Try it.
Return the full Kaptive command-line notes below, word for word.

Study text.
————

Note
Filters take precedence in descending order
For example, to convert the JSON file to a tabular format, run either of the following commands:
kaptive convert kpsc_k kaptive_results.json --tsv kaptive_results.tsv
cat *.json | kaptive convert kpsc_k - --tsv - > kaptive_results.tsv
To output multiple formats, you can run:
kaptive convert kpsc_k kaptive_results.json --tsv kaptive_results.tsv --fna - --faa proteins/
Where the tabular results will be written to kaptive_results.tsv, the
locus nucleotide sequences will be written to stdout, and the protein
sequences will be written to the directory proteins/ with the
filenames {assembly}_kaptive_results.faa.
Warning
It is possible to write all text formats (TSV, JSON, FNA, FAA and FFN) to the same file (including stdout), however this is not recommended for downstream analysis.
kaptive extract¶
Kaptive 3.0.0 and above includes a new command-line mode extract that
allows you to extract features from a Kaptive database in the following
formats:
- fna: Locus nucleotide sequences in fasta format.
- ffn: Gene nucleotide sequences in fasta format.
- faa: Protein sequences in fasta format.
Usage¶
General usage is as follows:
kaptive extract <db> [formats] [options]
Formats:
Note, text outputs accept '-' for stdout
--fna [] Convert to locus nucleotide sequences in fasta format
Accepts a single file or a directory (default: cwd)
--ffn [] Convert to locus gene nucleotide sequences in fasta format
Accepts a single file or a directory (default: cwd)

————

Record excerpts.

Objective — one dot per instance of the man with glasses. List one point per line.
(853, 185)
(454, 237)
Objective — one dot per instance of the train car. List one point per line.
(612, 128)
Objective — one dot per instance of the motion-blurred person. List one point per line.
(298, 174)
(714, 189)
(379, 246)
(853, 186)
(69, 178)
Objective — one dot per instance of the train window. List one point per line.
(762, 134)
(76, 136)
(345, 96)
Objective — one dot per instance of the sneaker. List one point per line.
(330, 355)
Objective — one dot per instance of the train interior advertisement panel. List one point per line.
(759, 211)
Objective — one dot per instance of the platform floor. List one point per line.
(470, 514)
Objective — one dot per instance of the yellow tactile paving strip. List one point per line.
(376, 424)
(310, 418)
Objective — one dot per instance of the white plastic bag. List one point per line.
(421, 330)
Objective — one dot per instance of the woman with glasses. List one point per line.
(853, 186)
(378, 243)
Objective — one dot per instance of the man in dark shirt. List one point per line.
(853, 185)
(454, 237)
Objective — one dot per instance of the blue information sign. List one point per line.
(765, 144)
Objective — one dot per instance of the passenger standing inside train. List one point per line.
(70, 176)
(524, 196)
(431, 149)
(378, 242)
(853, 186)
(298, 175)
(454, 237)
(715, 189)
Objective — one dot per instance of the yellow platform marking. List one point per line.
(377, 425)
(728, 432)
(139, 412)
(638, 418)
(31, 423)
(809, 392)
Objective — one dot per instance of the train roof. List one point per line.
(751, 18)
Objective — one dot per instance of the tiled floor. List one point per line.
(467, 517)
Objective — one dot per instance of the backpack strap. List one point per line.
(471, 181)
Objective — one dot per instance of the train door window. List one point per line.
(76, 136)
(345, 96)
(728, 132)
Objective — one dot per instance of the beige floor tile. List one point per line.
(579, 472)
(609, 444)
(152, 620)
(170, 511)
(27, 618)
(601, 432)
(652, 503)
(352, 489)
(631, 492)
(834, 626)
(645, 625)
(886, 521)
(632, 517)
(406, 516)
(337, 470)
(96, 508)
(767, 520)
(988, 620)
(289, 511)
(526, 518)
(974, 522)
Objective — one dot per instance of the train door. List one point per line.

————

Output of the task.
Note
Filters take precedence in descending order
For example, to convert the JSON file to a tabular format, run either of the following commands:
kaptive convert kpsc_k kaptive_results.json --tsv kaptive_results.tsv
cat *.json | kaptive convert kpsc_k - --tsv - > kaptive_results.tsv
To output multiple formats, you can run:
kaptive convert kpsc_k kaptive_results.json --tsv kaptive_results.tsv --fna - --faa proteins/
Where the tabular results will be written to kaptive_results.tsv, the
locus nucleotide sequences will be written to stdout, and the protein
sequences will be written to the directory proteins/ with the
filenames {assembly}_kaptive_results.faa.
Warning
It is possible to write all text formats (TSV, JSON, FNA, FAA and FFN) to the same file (including stdout), however this is not recommended for downstream analysis.
kaptive extract¶
Kaptive 3.0.0 and above includes a new command-line mode extract that
allows you to extract features from a Kaptive database in the following
formats:
- fna: Locus nucleotide sequences in fasta format.
- ffn: Gene nucleotide sequences in fasta format.
- faa: Protein sequences in fasta format.
Usage¶
General usage is as follows:
kaptive extract <db> [formats] [options]
Formats:
Note, text outputs accept '-' for stdout
--fna [] Convert to locus nucleotide sequences in fasta format
Accepts a single file or a directory (default: cwd)
--ffn [] Convert to locus gene nucleotide sequences in fasta format
Accepts a single file or a directory (default: cwd)